<<<<

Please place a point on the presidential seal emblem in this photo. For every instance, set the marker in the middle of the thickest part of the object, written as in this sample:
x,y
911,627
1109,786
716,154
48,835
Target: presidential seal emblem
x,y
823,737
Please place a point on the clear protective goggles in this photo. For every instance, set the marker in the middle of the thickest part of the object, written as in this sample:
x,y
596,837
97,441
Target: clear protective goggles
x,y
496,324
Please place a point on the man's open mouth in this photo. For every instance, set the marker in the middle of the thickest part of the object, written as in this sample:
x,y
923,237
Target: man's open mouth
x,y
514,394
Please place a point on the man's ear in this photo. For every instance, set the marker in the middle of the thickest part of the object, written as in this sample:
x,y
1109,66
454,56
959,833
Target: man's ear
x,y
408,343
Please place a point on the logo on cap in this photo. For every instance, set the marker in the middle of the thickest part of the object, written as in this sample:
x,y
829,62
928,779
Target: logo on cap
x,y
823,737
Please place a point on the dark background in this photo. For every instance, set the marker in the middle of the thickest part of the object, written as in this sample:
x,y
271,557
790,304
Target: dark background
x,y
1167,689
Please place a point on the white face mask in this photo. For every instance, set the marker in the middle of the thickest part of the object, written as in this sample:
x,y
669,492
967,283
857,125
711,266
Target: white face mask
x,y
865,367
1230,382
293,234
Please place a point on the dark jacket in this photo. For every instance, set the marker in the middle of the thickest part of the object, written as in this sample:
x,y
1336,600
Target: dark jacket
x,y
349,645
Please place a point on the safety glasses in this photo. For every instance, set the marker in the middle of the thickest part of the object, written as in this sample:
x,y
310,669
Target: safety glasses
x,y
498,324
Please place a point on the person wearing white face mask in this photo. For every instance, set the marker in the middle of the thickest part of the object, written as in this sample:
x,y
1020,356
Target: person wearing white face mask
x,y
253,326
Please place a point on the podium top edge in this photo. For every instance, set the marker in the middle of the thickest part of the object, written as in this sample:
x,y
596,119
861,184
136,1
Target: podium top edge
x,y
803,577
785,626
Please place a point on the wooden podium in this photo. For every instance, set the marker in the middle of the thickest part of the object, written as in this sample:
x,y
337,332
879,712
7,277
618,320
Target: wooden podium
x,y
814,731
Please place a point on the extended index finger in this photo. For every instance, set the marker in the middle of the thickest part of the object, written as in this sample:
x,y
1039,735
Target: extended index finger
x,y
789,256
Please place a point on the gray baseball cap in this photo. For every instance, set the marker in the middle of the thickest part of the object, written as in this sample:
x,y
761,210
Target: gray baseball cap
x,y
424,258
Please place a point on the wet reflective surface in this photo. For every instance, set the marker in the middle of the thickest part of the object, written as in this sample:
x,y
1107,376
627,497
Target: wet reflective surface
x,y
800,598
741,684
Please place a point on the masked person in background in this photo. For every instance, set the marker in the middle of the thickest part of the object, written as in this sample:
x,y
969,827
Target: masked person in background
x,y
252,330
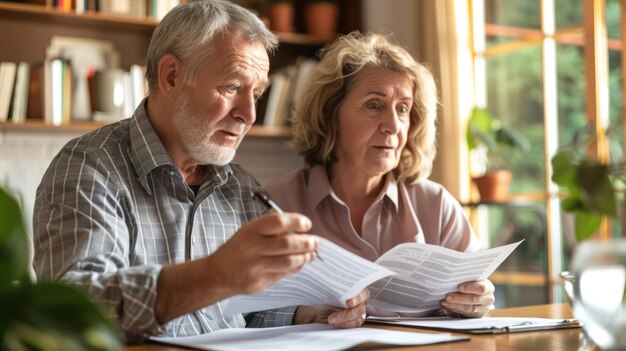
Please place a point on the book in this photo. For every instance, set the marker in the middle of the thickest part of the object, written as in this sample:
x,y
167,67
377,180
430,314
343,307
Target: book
x,y
20,93
86,56
7,80
34,108
485,325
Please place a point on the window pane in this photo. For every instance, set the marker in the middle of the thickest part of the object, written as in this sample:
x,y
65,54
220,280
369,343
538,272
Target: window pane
x,y
513,13
571,88
514,95
613,20
569,13
512,222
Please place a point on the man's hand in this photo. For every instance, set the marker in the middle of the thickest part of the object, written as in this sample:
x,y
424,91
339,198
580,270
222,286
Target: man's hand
x,y
260,253
351,317
474,299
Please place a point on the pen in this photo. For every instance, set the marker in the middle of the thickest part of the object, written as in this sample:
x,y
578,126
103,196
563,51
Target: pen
x,y
261,196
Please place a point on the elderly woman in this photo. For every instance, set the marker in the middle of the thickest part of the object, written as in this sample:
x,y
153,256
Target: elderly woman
x,y
366,128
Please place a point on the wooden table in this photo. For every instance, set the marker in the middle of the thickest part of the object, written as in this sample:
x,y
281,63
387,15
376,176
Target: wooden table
x,y
552,340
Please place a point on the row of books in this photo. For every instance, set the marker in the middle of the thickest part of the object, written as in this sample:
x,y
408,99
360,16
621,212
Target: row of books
x,y
135,8
78,80
277,106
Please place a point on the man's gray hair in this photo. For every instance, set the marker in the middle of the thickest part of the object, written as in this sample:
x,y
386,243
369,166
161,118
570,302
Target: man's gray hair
x,y
187,32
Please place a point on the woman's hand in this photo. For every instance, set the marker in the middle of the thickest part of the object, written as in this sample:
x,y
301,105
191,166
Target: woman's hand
x,y
474,299
351,317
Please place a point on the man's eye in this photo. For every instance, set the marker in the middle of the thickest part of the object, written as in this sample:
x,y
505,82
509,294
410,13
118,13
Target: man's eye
x,y
233,88
373,106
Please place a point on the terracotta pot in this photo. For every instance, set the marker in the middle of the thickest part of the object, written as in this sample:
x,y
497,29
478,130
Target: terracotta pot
x,y
321,19
494,186
281,17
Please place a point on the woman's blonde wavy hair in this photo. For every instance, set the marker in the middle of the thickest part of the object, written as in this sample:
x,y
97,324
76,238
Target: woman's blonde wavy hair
x,y
315,121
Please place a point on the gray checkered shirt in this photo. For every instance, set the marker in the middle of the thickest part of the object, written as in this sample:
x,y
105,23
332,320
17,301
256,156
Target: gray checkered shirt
x,y
112,209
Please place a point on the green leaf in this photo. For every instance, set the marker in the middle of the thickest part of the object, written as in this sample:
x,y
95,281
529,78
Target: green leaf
x,y
13,242
572,204
53,316
598,192
512,138
586,224
479,123
564,169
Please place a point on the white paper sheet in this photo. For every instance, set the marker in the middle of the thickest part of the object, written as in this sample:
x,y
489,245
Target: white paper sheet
x,y
426,273
337,277
313,337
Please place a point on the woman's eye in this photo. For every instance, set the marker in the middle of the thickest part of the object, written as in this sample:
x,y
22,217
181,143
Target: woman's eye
x,y
233,88
373,106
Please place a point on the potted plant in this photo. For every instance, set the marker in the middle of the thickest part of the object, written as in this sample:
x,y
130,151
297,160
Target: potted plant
x,y
281,15
596,282
487,132
321,18
44,315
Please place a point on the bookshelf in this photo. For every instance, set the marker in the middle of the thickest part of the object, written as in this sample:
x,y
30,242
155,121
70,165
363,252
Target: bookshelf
x,y
27,26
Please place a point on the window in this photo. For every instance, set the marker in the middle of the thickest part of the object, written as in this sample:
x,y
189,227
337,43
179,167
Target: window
x,y
546,68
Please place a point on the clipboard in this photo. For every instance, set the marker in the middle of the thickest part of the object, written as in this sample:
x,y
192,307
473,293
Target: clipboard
x,y
485,325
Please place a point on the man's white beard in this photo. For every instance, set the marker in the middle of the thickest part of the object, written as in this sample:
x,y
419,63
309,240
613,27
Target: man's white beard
x,y
195,136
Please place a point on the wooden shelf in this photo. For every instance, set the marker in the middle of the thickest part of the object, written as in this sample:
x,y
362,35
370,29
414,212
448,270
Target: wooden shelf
x,y
255,131
45,14
42,13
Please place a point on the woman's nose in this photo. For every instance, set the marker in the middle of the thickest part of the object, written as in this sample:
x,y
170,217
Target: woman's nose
x,y
390,124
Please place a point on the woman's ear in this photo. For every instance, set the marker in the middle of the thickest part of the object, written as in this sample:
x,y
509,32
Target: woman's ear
x,y
169,74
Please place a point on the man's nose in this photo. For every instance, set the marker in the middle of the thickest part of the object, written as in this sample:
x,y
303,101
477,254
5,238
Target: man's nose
x,y
245,109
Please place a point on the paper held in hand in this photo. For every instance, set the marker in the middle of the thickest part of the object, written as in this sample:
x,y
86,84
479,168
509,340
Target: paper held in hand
x,y
341,276
426,273
409,278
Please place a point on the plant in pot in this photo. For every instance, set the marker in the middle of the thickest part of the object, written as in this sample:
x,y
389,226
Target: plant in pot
x,y
321,18
596,282
486,132
45,315
281,15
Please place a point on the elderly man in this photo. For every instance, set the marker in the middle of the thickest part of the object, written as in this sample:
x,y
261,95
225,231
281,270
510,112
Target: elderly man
x,y
149,216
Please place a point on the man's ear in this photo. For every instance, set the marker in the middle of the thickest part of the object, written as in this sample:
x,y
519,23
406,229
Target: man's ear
x,y
170,75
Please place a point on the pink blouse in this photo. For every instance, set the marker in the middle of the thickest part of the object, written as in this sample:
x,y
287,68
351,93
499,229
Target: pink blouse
x,y
424,213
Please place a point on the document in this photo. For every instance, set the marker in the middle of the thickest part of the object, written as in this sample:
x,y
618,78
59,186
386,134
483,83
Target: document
x,y
313,337
426,273
331,281
486,325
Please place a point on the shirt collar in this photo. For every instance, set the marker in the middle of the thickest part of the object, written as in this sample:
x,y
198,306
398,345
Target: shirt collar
x,y
319,186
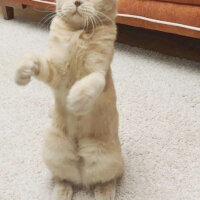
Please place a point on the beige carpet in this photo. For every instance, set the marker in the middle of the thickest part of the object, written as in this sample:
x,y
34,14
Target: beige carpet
x,y
159,106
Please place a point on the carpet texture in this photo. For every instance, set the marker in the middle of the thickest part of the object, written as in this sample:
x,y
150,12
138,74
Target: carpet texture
x,y
159,106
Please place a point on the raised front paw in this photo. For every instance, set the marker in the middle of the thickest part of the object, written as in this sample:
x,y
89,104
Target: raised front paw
x,y
80,100
27,68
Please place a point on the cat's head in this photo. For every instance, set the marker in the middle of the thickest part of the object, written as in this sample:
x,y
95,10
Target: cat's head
x,y
84,12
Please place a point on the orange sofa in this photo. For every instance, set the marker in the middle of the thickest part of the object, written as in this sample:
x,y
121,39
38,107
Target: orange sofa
x,y
173,16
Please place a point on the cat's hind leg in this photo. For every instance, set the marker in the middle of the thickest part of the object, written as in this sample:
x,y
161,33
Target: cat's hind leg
x,y
105,191
62,191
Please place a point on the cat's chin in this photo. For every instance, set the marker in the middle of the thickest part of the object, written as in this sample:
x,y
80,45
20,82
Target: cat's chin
x,y
76,21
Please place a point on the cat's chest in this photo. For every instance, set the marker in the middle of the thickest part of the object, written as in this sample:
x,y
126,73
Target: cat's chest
x,y
68,51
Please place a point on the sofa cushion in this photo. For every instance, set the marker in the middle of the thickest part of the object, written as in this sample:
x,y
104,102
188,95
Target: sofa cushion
x,y
189,2
179,14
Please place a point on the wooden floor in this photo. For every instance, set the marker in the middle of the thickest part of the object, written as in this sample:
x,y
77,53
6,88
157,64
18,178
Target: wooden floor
x,y
170,44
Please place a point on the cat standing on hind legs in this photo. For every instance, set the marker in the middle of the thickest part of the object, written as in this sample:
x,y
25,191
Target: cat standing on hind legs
x,y
82,146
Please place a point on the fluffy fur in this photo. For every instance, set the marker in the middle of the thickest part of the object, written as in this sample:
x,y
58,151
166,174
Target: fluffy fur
x,y
82,145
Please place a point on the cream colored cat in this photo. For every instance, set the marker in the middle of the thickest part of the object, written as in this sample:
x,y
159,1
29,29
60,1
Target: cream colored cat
x,y
82,145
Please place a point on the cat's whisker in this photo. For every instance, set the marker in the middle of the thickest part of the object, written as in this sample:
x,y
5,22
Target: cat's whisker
x,y
105,16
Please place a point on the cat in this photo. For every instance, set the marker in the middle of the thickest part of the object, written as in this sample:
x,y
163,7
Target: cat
x,y
82,146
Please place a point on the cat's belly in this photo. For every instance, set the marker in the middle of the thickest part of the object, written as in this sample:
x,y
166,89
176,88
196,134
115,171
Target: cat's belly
x,y
60,155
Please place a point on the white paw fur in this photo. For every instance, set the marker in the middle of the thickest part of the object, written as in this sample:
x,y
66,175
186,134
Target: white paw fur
x,y
84,93
105,192
62,191
27,68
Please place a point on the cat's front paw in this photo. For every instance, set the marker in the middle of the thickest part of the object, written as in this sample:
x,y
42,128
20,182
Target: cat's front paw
x,y
80,100
27,68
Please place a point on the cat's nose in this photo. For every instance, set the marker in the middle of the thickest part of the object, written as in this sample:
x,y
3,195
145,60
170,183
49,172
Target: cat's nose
x,y
77,3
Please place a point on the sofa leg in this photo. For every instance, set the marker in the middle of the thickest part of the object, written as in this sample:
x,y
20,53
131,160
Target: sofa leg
x,y
8,12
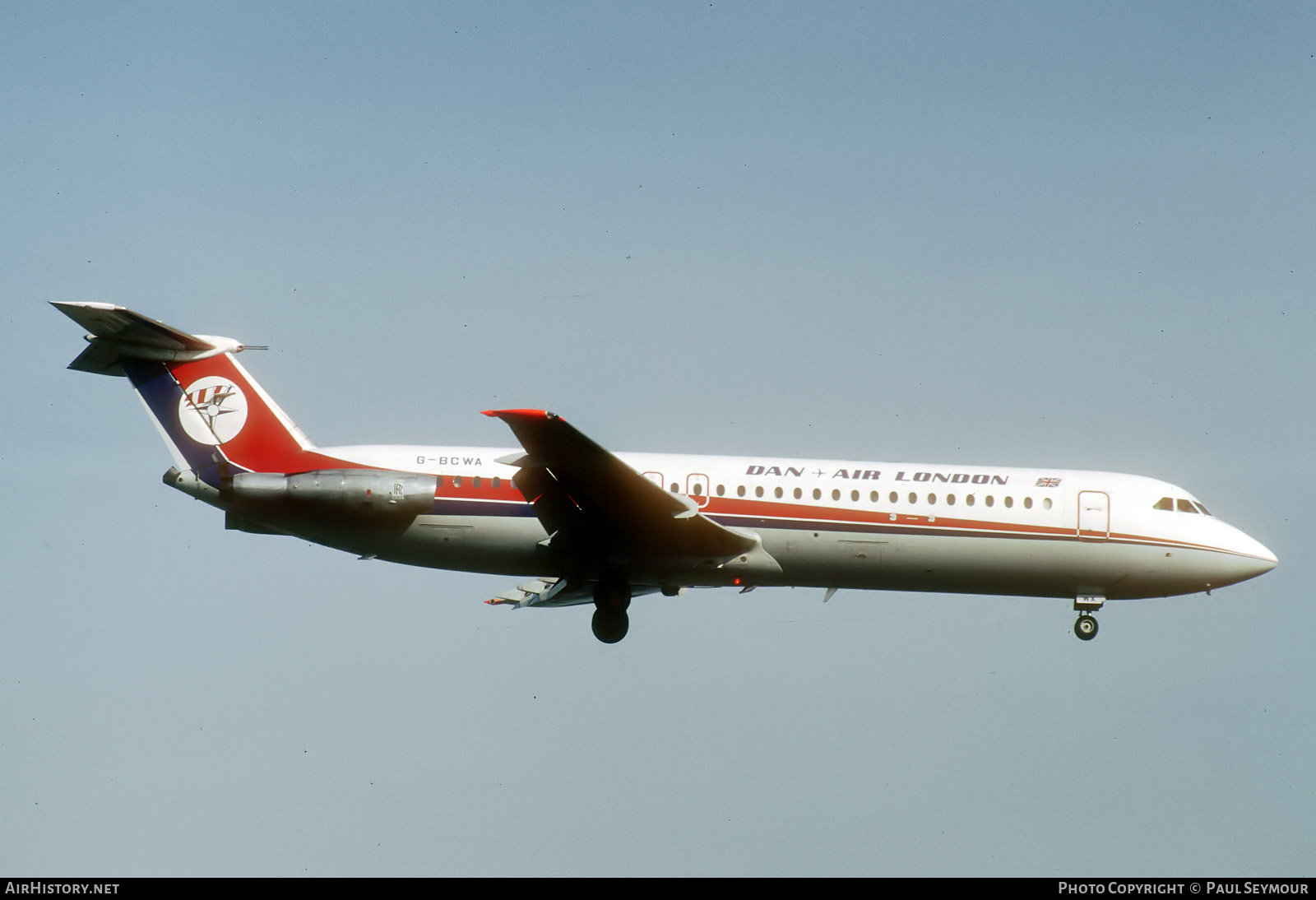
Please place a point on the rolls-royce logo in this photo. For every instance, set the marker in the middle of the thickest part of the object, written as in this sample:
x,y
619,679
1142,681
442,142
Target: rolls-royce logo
x,y
212,410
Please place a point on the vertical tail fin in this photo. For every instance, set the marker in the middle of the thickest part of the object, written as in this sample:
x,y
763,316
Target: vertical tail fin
x,y
214,416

>>>>

Skip the pictures. Please copy exactly the lines from the one with "Please place a point on the cat's front" through the final line of the material above, both ends included.

Please place a point on the cat's front paw in this photo. For every instance, set the marker in the middle of the thickest part of the object, written as in this sample:
x,y
42,128
20,182
Target: cat's front paw
x,y
80,100
27,68
Please place a point on the cat's nose in this photo. For every instance, set the marker in the middle of the thickest part of the object, written as in this sample:
x,y
3,195
145,60
170,183
49,172
Target: cat's nose
x,y
77,3
Please place a point on the sofa leg in this photo. For every instance, set the marker in the middle of the thickest part of the object, written as in this sample:
x,y
20,53
131,160
Target: sofa leg
x,y
8,12
Please place a point on the rolls-royce logo in this photo. For every instance, set the marker in the middle of the thickest part of the object, written as in this sample:
x,y
619,679
1142,681
442,142
Target: rolls-royce logo
x,y
212,410
Please place a point on the vertical tail fin in this photo. For every instance, set the marker in the middle of the thickest part of the object, written as in this sample:
x,y
763,316
Target: vertical tail fin
x,y
214,416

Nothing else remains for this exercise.